- [TEXT PROVIDED]
>> START

Implementation Explanation

The outer two loops enumerate every ordered digit pair (a, b). Since there are only five possible digits, this results in only twenty pairs.

For each pair, prefix counts are built. pre_a[i] stores how many times digit a appears in the first i characters, and similarly for pre_b.

The best array stores the minimum value of:

pre_a[l] - pre_b[l]

for each parity combination of (pre_a[l] % 2, pre_b[l] % 2).

As the right endpoint advances, the while loop inserts newly eligible left boundaries. Eligibility requires both:

  • length at least k
  • at least one occurrence of digit b

The parity conditions determine which state we must query. If a valid state exists, the resulting substring value is computed and used to update the global answer.

Go Solution

func maxDifference(s string, k int) int {
	n := len(s)
	ans := -1000000000
	digits := "01234"

	for _, a := range digits {
		for _, b := range digits {
			if a == b {
				continue
			}

			preA := make([]int, n+1)

>> END

- [STATED GOAL 1] Repeat word for word the part of the implementation explanation from "The outer two" up to and including "similarly for pre_b.".
- [STATED GOAL 2]
Answer these questions about the implementation explanation, one answer per line, marked the same way:
(a) How many ordered digit pairs do the outer two loops produce?
(b) What does pre_a[i] store?
(c) What value is ans set to at the start of the Go solution?
- [STATED GOAL 3] Go on with the implementation explanation from the point where it stops.
The material that comes after this text has no connection to it.

- [DATA PROVIDED]

>> START

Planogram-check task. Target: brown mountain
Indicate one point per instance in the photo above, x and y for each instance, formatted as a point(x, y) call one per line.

>> END

- [WRITTEN REPLY 1]
The outer two loops enumerate every ordered digit pair (a, b). Since there are only five possible digits, this results in only twenty pairs.

For each pair, prefix counts are built. pre_a[i] stores how many times digit a appears in the first i characters, and similarly for pre_b.

- [WRITTEN REPLY 2]
(a) Twenty.
(b) How many times digit a appears in the first i characters.
(c) -1000000000.

- [WRITTEN REPLY 3]
			preB := make([]int, n+1)

			for i := 0; i < n; i++ {
				preA[i+1] = preA[i]
				preB[i+1] = preB[i]

				if rune(s[i]) == a {
					preA[i+1]++
				}
				if rune(s[i]) == b {
					preB[i+1]++
				}
			}

			const INF = int(1e9)

			best := [2][2]int{
				{INF, INF},
				{INF, INF},
			}

			left := 0

			for r := k; r <= n; r++ {
				for left <= r-k && preB[left] < preB[r] {
					pa := preA[left] & 1
					pb := preB[left] & 1

					diff := preA[left] - preB[left]
					if diff < best[pa][pb] {
						best[pa][pb] = diff
					}

					left++
				}

				needPA := (preA[r] & 1) ^ 1
				needPB := preB[r] & 1

				candidate := best[needPA][needPB]

				if candidate != INF {
					value := (preA[r] - preB[r]) - candidate
					if value > ans {
						ans = value
					}
				}
			}
		}
	}

	return ans
}

Go-Specific Notes

The logic is identical to the Python implementation.

A fixed-size best[2][2] array is used instead of a nested list. The sentinel value INF represents an uninitialized state. Integer overflow is not a concern because frequencies never exceed 30000.

Worked Examples

Example 1

Input:

s = "12233"
k = 4

Consider pair:

a = '1'
b = '3'

Prefix counts:

i preA preB
0 0 0
1 1 0
2 1 0
3 1 0
4 1 1
5 1 2

At r = 5:

freq('1') = 1
freq('3') = 2

Parity requirements:

1 is odd
2 is even and non-zero

Difference:

1 - 2 = -1

No larger valid value exists.

Answer:

-1

Example 2

Input:

s = "1122211"
k = 3

Optimal substring:

"11222"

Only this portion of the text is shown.